The British television series Doctor Who recently celebrated the fiftieth anniversary of its first airing in grand fashion, with much fanfare and a special that even got theatrical play. For decades, Doctor Who fandom outside of the U.K. was relegated to a small cult following of in-the-know sci-fi fans, but since its resurgence in the mid-2000s, the show has been gaining more and more viewers, and currently enjoys a larger international appeal than ever before.
Growing up, I found references to Doctor Who in magazines and saw listings of multiple episode collections available on VHS in video catalogs. It seemed I most often caught glimpses of Tom Baker as the scarf-wearing iteration of the Doctor. I’ve always been intrigued by long-lasting franchises, so I was interested in checking out what Doctor Who was like, but back in the early ’90s it seemed like an impossible task, there was just too much of it.
I recorded the 1996 Doctor Who TV movie when it aired, but never did get around to watching it. Another chance to make entry into the series came when it was revived in 2005 after several years of dormancy. Episodes of the series’ “new beginning” started airing in the U.S. on the SciFi Channel in March of 2006, and I made an effort to get into it. I watched and enjoyed a few episodes, but soon started missing them, fell behind and gave up. That kind of thing happened a lot back in those days, before I had a DVR to remember show times for me.
=======
-- REQUEST A --
In the Doctor Who passage, when and on which channel did the revived series start airing in the U.S.?
-- REQUEST B --
Rewrite the Doctor Who passage from "I recorded the" to "times for me.", changing "DVR" to "digital video recorder".

-- DATASET CONTENT --
=======
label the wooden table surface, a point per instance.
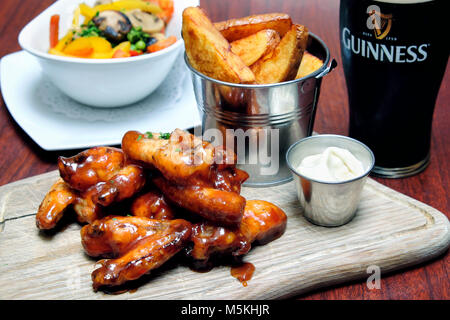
=======
-- WRITTEN RESPONSE A --
In March of 2006, on the SciFi Channel.

-- WRITTEN RESPONSE B --
I recorded the 1996 Doctor Who TV movie when it aired, but never did get around to watching it. Another chance to make entry into the series came when it was revived in 2005 after several years of dormancy. Episodes of the series’ “new beginning” started airing in the U.S. on the SciFi Channel in March of 2006, and I made an effort to get into it. I watched and enjoyed a few episodes, but soon started missing them, fell behind and gave up. That kind of thing happened a lot back in those days, before I had a digital video recorder to remember show times for me.